*What you will do*.
Go through the records below and show every line with the string "rise".

*Material to process*.
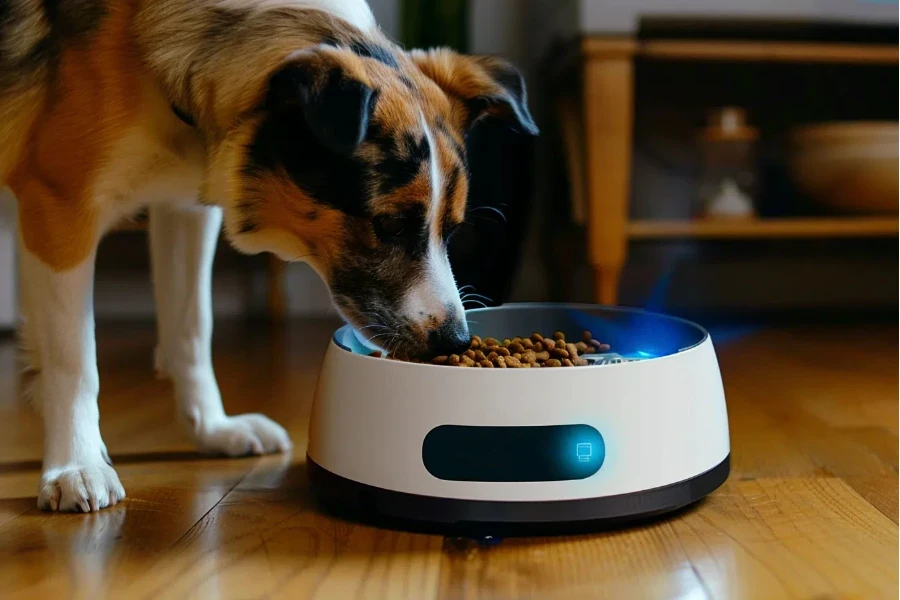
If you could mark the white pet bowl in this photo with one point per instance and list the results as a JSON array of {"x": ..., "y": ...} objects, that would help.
[{"x": 463, "y": 445}]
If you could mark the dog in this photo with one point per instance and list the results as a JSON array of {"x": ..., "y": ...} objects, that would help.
[{"x": 298, "y": 124}]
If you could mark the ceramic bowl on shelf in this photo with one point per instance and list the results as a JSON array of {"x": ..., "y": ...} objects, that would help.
[{"x": 850, "y": 167}]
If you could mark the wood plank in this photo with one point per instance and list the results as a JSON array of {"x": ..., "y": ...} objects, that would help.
[
  {"x": 265, "y": 539},
  {"x": 765, "y": 228},
  {"x": 810, "y": 509},
  {"x": 609, "y": 112},
  {"x": 774, "y": 51}
]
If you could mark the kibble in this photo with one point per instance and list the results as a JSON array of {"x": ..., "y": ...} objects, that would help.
[{"x": 531, "y": 352}]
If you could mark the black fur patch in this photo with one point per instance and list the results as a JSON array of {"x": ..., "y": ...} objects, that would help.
[
  {"x": 337, "y": 112},
  {"x": 285, "y": 141},
  {"x": 402, "y": 159},
  {"x": 460, "y": 149},
  {"x": 452, "y": 183},
  {"x": 68, "y": 21},
  {"x": 374, "y": 51}
]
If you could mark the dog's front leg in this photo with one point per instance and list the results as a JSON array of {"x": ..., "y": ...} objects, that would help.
[
  {"x": 183, "y": 243},
  {"x": 58, "y": 333}
]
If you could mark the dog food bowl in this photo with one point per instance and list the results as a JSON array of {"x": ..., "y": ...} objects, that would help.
[{"x": 640, "y": 435}]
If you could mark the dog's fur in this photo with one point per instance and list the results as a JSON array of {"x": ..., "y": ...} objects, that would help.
[{"x": 299, "y": 122}]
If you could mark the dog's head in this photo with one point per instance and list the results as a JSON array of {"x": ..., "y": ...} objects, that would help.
[{"x": 356, "y": 163}]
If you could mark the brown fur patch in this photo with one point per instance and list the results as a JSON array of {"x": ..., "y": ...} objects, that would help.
[{"x": 93, "y": 98}]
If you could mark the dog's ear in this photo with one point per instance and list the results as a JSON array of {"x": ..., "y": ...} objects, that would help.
[
  {"x": 332, "y": 93},
  {"x": 486, "y": 85}
]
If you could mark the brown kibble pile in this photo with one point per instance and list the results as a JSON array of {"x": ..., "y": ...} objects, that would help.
[{"x": 521, "y": 353}]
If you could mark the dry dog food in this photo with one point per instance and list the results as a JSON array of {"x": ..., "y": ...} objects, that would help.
[{"x": 520, "y": 353}]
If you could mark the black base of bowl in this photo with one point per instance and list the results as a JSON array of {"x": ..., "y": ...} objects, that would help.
[{"x": 489, "y": 515}]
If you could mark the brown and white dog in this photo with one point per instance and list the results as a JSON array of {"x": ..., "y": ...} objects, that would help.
[{"x": 314, "y": 135}]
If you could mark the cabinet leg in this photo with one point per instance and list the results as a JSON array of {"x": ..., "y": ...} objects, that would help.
[
  {"x": 606, "y": 284},
  {"x": 608, "y": 105}
]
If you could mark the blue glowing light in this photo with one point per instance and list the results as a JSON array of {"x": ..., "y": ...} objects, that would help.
[{"x": 583, "y": 451}]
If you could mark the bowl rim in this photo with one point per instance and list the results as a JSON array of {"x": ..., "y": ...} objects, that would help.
[{"x": 704, "y": 334}]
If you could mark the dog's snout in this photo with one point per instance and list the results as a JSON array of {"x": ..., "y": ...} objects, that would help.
[{"x": 450, "y": 338}]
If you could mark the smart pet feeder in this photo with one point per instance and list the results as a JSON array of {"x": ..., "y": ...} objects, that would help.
[{"x": 640, "y": 432}]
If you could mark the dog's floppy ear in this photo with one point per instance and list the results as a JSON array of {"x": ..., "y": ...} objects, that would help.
[
  {"x": 332, "y": 94},
  {"x": 487, "y": 85}
]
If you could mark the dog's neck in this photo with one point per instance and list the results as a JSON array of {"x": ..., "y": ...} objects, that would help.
[{"x": 213, "y": 58}]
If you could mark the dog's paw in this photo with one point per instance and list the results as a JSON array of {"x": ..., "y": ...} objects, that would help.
[
  {"x": 80, "y": 488},
  {"x": 245, "y": 434}
]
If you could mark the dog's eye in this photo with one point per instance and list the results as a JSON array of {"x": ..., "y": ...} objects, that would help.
[{"x": 389, "y": 226}]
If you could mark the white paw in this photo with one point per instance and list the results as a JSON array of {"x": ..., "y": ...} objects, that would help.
[
  {"x": 245, "y": 434},
  {"x": 80, "y": 488}
]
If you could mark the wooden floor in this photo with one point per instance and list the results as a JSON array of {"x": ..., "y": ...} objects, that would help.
[{"x": 810, "y": 510}]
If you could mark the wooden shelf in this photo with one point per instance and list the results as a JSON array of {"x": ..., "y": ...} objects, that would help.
[
  {"x": 770, "y": 51},
  {"x": 716, "y": 50},
  {"x": 824, "y": 227}
]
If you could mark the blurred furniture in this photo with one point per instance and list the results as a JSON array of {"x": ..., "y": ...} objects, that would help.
[
  {"x": 850, "y": 167},
  {"x": 276, "y": 296},
  {"x": 597, "y": 126},
  {"x": 8, "y": 280}
]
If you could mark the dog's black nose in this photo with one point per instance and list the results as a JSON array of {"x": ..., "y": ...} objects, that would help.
[{"x": 449, "y": 338}]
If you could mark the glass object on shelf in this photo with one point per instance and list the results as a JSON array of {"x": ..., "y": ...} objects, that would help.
[{"x": 729, "y": 179}]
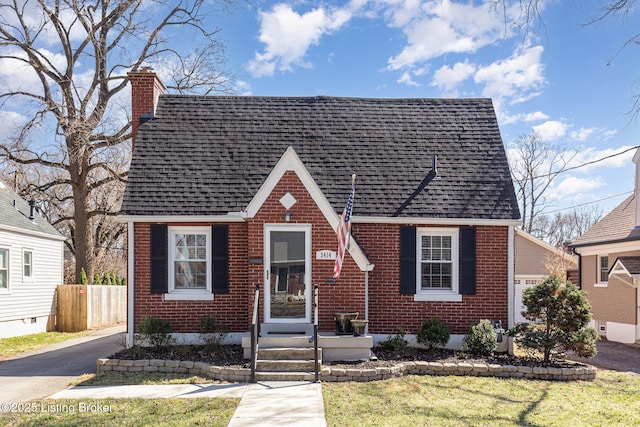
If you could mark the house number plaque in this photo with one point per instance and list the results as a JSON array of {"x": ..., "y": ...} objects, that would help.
[{"x": 326, "y": 254}]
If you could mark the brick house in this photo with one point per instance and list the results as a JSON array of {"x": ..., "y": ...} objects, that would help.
[
  {"x": 226, "y": 193},
  {"x": 609, "y": 264}
]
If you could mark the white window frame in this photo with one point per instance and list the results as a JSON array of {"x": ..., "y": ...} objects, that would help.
[
  {"x": 27, "y": 278},
  {"x": 198, "y": 294},
  {"x": 453, "y": 294},
  {"x": 7, "y": 268},
  {"x": 600, "y": 283}
]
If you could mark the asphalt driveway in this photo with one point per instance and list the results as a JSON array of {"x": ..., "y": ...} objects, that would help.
[
  {"x": 615, "y": 356},
  {"x": 44, "y": 372}
]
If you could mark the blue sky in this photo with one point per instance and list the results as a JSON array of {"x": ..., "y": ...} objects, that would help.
[
  {"x": 570, "y": 83},
  {"x": 555, "y": 80}
]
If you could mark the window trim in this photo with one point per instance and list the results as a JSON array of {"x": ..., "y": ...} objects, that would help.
[
  {"x": 199, "y": 294},
  {"x": 453, "y": 294},
  {"x": 7, "y": 290},
  {"x": 28, "y": 278},
  {"x": 599, "y": 282}
]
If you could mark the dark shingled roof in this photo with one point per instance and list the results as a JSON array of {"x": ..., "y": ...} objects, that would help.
[
  {"x": 14, "y": 214},
  {"x": 204, "y": 155}
]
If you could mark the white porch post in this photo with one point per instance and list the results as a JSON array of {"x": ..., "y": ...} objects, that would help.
[{"x": 130, "y": 284}]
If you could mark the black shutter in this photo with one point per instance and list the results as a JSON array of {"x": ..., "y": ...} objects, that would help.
[
  {"x": 467, "y": 260},
  {"x": 159, "y": 261},
  {"x": 408, "y": 260},
  {"x": 220, "y": 258}
]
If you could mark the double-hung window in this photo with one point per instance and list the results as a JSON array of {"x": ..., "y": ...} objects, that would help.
[
  {"x": 190, "y": 261},
  {"x": 4, "y": 270},
  {"x": 27, "y": 264},
  {"x": 603, "y": 270},
  {"x": 437, "y": 275}
]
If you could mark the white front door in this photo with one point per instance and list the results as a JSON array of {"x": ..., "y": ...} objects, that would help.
[{"x": 287, "y": 264}]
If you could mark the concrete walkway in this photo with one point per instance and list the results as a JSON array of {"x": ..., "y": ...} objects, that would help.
[{"x": 267, "y": 403}]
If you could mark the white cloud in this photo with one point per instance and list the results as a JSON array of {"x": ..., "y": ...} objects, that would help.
[
  {"x": 242, "y": 88},
  {"x": 288, "y": 35},
  {"x": 448, "y": 78},
  {"x": 519, "y": 77},
  {"x": 535, "y": 116},
  {"x": 584, "y": 134},
  {"x": 436, "y": 28},
  {"x": 573, "y": 189},
  {"x": 405, "y": 78},
  {"x": 551, "y": 130}
]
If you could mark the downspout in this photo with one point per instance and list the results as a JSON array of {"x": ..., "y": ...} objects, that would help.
[
  {"x": 366, "y": 300},
  {"x": 130, "y": 285},
  {"x": 511, "y": 282}
]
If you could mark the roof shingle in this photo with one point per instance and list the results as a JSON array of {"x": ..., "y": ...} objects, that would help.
[{"x": 204, "y": 155}]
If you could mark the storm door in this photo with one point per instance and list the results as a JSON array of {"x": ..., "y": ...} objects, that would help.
[{"x": 287, "y": 273}]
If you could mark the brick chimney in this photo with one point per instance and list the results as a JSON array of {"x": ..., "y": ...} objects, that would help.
[{"x": 145, "y": 89}]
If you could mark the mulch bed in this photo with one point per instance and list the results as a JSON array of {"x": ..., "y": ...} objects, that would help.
[{"x": 232, "y": 356}]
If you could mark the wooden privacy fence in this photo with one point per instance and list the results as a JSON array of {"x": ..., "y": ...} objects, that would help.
[{"x": 82, "y": 307}]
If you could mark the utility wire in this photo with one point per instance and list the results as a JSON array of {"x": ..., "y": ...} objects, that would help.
[
  {"x": 587, "y": 163},
  {"x": 590, "y": 203}
]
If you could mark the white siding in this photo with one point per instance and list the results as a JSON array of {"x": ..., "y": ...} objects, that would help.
[{"x": 32, "y": 297}]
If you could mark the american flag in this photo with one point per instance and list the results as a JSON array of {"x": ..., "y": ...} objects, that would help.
[{"x": 344, "y": 230}]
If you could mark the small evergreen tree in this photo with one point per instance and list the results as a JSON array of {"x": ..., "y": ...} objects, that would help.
[
  {"x": 433, "y": 333},
  {"x": 482, "y": 340},
  {"x": 83, "y": 280},
  {"x": 559, "y": 313}
]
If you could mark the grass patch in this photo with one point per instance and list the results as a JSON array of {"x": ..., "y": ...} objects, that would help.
[
  {"x": 141, "y": 378},
  {"x": 10, "y": 347},
  {"x": 610, "y": 400},
  {"x": 125, "y": 412}
]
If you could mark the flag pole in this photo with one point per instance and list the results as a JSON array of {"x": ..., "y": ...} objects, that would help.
[{"x": 353, "y": 188}]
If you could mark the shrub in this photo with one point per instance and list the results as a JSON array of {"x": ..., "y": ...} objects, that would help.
[
  {"x": 395, "y": 342},
  {"x": 482, "y": 340},
  {"x": 212, "y": 332},
  {"x": 433, "y": 333},
  {"x": 155, "y": 332},
  {"x": 559, "y": 313}
]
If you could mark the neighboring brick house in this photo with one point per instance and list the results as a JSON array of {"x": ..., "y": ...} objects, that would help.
[
  {"x": 226, "y": 193},
  {"x": 609, "y": 264}
]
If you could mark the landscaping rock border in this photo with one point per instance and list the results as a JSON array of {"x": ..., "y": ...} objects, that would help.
[{"x": 577, "y": 372}]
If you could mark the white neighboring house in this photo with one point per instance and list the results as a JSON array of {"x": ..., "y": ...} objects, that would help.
[{"x": 31, "y": 266}]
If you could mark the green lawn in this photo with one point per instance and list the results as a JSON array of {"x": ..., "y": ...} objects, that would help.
[
  {"x": 10, "y": 347},
  {"x": 612, "y": 400},
  {"x": 124, "y": 412}
]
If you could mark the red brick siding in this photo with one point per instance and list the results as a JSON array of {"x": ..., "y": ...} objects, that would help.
[
  {"x": 231, "y": 309},
  {"x": 388, "y": 310},
  {"x": 348, "y": 293},
  {"x": 144, "y": 89}
]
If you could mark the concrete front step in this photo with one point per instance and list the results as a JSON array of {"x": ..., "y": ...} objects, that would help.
[
  {"x": 285, "y": 376},
  {"x": 288, "y": 353},
  {"x": 286, "y": 365}
]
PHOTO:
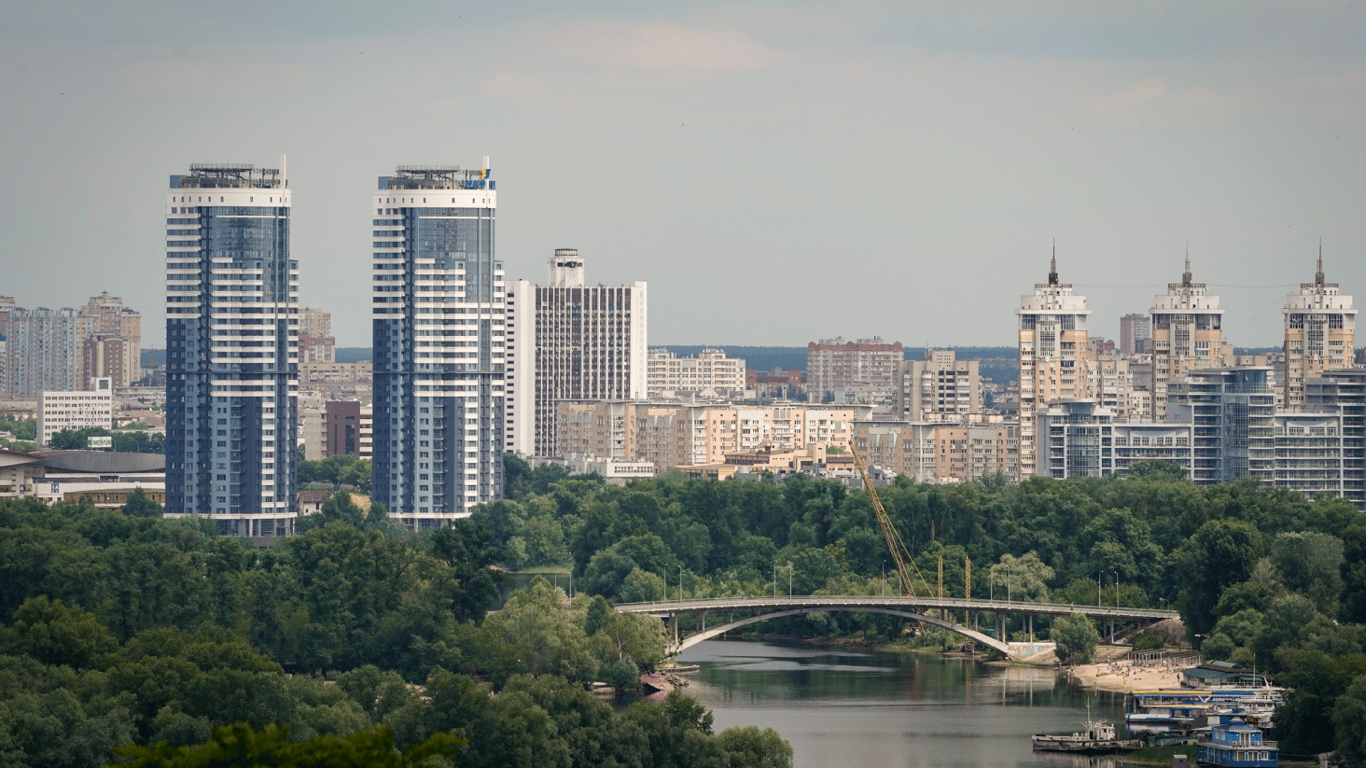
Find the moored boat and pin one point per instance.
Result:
(1096, 737)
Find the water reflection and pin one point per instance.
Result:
(858, 708)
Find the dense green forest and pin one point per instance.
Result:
(122, 627)
(1260, 576)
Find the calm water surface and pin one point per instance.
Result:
(888, 709)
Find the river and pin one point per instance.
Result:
(840, 707)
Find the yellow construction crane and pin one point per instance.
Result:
(894, 541)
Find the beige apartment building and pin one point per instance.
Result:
(1112, 386)
(1320, 334)
(937, 388)
(1187, 335)
(682, 435)
(863, 371)
(940, 453)
(1053, 355)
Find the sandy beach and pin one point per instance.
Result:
(1112, 671)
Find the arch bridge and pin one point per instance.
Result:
(915, 608)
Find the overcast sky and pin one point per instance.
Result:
(777, 172)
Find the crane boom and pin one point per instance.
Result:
(894, 540)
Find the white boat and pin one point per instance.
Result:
(1096, 737)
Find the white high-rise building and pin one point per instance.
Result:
(570, 342)
(1320, 334)
(709, 375)
(1053, 355)
(232, 298)
(439, 325)
(59, 412)
(1187, 335)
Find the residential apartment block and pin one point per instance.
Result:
(1333, 469)
(1134, 330)
(1320, 334)
(708, 375)
(570, 342)
(939, 451)
(1187, 335)
(64, 349)
(863, 371)
(439, 323)
(679, 435)
(1232, 414)
(316, 340)
(937, 388)
(111, 340)
(1053, 355)
(232, 295)
(1079, 437)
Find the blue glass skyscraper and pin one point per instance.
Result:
(439, 345)
(231, 349)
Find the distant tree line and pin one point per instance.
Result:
(1261, 576)
(119, 629)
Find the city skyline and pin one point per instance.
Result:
(872, 161)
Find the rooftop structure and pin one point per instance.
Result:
(1320, 334)
(1053, 355)
(1187, 335)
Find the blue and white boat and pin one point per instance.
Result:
(1236, 745)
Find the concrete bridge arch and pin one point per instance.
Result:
(721, 629)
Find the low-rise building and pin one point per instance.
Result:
(671, 435)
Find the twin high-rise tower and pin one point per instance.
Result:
(232, 314)
(439, 343)
(231, 347)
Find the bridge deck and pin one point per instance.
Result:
(917, 604)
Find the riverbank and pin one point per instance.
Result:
(1113, 671)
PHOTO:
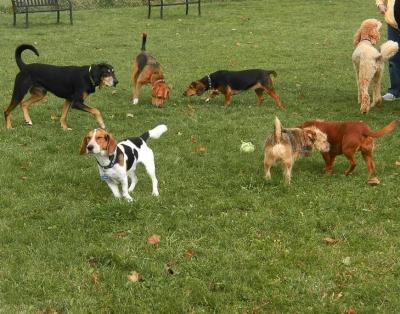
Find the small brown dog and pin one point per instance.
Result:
(347, 138)
(146, 70)
(287, 145)
(230, 83)
(369, 62)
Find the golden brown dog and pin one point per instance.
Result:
(369, 62)
(146, 70)
(287, 145)
(348, 137)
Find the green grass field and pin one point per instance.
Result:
(230, 242)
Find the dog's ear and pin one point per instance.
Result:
(84, 143)
(111, 143)
(357, 37)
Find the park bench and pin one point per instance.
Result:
(164, 3)
(34, 6)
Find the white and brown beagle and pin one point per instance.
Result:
(118, 161)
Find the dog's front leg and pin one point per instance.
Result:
(124, 188)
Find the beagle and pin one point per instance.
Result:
(118, 161)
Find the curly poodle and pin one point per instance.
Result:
(369, 62)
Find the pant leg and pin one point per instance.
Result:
(394, 64)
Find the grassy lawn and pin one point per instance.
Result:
(230, 242)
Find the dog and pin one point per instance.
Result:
(287, 145)
(72, 83)
(118, 161)
(229, 83)
(347, 138)
(369, 62)
(146, 70)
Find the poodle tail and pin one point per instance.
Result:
(385, 130)
(389, 49)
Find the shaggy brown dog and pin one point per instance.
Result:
(287, 145)
(369, 62)
(347, 138)
(146, 70)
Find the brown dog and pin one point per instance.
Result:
(229, 83)
(146, 70)
(347, 138)
(287, 145)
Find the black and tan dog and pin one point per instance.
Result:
(146, 70)
(72, 83)
(229, 83)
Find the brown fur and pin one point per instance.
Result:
(152, 73)
(347, 138)
(287, 145)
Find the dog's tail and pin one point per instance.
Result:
(154, 133)
(144, 38)
(21, 64)
(385, 130)
(389, 49)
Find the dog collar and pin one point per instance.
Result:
(113, 159)
(209, 81)
(90, 77)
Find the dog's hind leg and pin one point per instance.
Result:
(366, 150)
(64, 114)
(376, 87)
(37, 94)
(21, 86)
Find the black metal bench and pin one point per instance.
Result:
(163, 3)
(34, 6)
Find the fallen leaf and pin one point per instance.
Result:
(95, 279)
(189, 253)
(154, 239)
(134, 276)
(330, 241)
(201, 150)
(121, 233)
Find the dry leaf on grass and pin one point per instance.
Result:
(189, 253)
(121, 233)
(330, 241)
(154, 239)
(134, 276)
(95, 279)
(201, 150)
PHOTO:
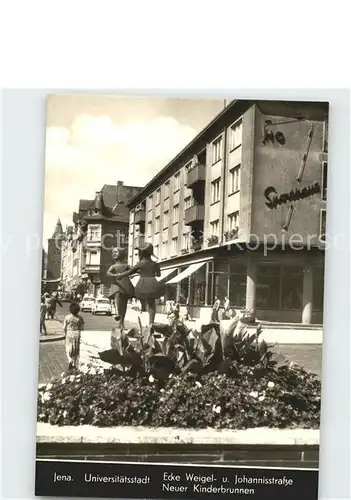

*Output of the task*.
Find the white high-rise building and pin one point per instance.
Find the low-rise building and pin one point per instance.
Find the twin high-rise tower and pin one point per instance.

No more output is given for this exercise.